▶ WRITTEN EXERCISE:
Render the records as a Markdown table with the columns Row and Line, one numbered row per line and no blank lines. Begin at the line that contains "of the button" and continue through the end of the records.

▶ DATASET ENTRIES:
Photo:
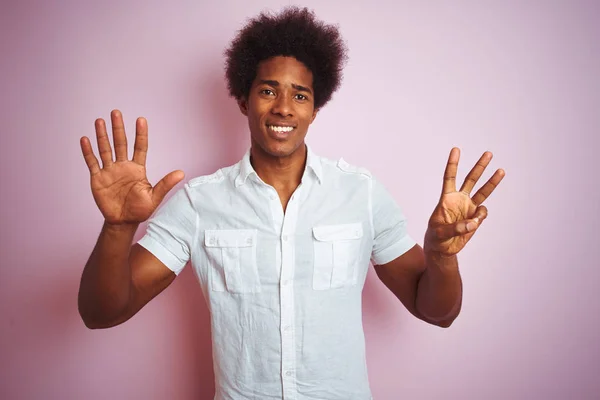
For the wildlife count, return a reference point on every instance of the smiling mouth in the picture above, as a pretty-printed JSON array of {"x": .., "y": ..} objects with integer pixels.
[{"x": 281, "y": 129}]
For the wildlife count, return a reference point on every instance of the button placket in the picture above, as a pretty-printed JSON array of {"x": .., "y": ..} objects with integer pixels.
[{"x": 288, "y": 346}]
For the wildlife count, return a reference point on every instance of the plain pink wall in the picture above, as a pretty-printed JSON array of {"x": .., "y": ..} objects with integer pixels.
[{"x": 518, "y": 79}]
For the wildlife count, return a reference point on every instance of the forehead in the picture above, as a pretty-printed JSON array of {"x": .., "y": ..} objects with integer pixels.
[{"x": 285, "y": 70}]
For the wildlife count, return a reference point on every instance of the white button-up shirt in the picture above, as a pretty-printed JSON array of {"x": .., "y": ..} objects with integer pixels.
[{"x": 284, "y": 289}]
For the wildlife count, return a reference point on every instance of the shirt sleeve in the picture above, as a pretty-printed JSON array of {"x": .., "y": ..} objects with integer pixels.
[
  {"x": 390, "y": 236},
  {"x": 170, "y": 232}
]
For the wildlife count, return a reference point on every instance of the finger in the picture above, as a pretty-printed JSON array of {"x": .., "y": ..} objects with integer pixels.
[
  {"x": 103, "y": 143},
  {"x": 165, "y": 185},
  {"x": 486, "y": 190},
  {"x": 476, "y": 172},
  {"x": 449, "y": 185},
  {"x": 140, "y": 147},
  {"x": 88, "y": 155},
  {"x": 119, "y": 137}
]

▶ COMPLETED TASK:
| Row | Line |
|---|---|
| 1 | For the wildlife count, return a reference point on every instance of the button placket in the picture above, as a pretty-printed JSON array of {"x": .., "y": ..} objects with integer pixels. |
| 2 | [{"x": 288, "y": 346}] |
| 3 | For the wildlife count, return a reference point on every instance of the plain pink wall in the picture above, as a pretty-printed JSON array of {"x": .., "y": ..} objects with integer pixels. |
| 4 | [{"x": 518, "y": 79}] |
| 5 | For the wildlife count, return a reference point on every instance of the forehead in the picture above, as a pretty-printed JSON array of {"x": .., "y": ..} objects with integer pixels. |
| 6 | [{"x": 285, "y": 70}] |
| 7 | For the wildlife count, return a reference point on every instance of the white button-up shirt in the picture above, as a pretty-printed JSON array of {"x": .., "y": ..} objects with integer pixels. |
| 8 | [{"x": 284, "y": 289}] |
| 9 | For the wildlife count, return a reference point on every instance of the shirt sleeve in the picture above, as a pretty-printed JSON array of {"x": .., "y": ..} objects with integer pixels. |
| 10 | [ |
| 11 |   {"x": 390, "y": 236}, |
| 12 |   {"x": 170, "y": 232} |
| 13 | ] |
| 14 | For the wildlife count, return a reference point on every instance of the finger in the picture above, as a pretty-printed JSON array of {"x": .., "y": ..} objects with integer pixels. |
| 15 | [ |
| 16 |   {"x": 103, "y": 143}, |
| 17 |   {"x": 165, "y": 185}, |
| 18 |   {"x": 486, "y": 190}, |
| 19 |   {"x": 476, "y": 172}, |
| 20 |   {"x": 449, "y": 185}, |
| 21 |   {"x": 140, "y": 147}, |
| 22 |   {"x": 88, "y": 155}, |
| 23 |   {"x": 119, "y": 137} |
| 24 | ] |